[Data Records]
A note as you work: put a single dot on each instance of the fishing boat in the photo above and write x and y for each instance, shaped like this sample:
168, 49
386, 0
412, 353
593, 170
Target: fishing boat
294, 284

DIRECTION: Retype every line of the material above word for word, with nothing changed.

ANSWER TO THIS PROBLEM:
A note as you work: put a single dot on each instance of the fishing boat in the photo above and write x and y for each instance, shaped like this sample:
168, 49
386, 0
412, 353
593, 170
Target: fishing boat
294, 284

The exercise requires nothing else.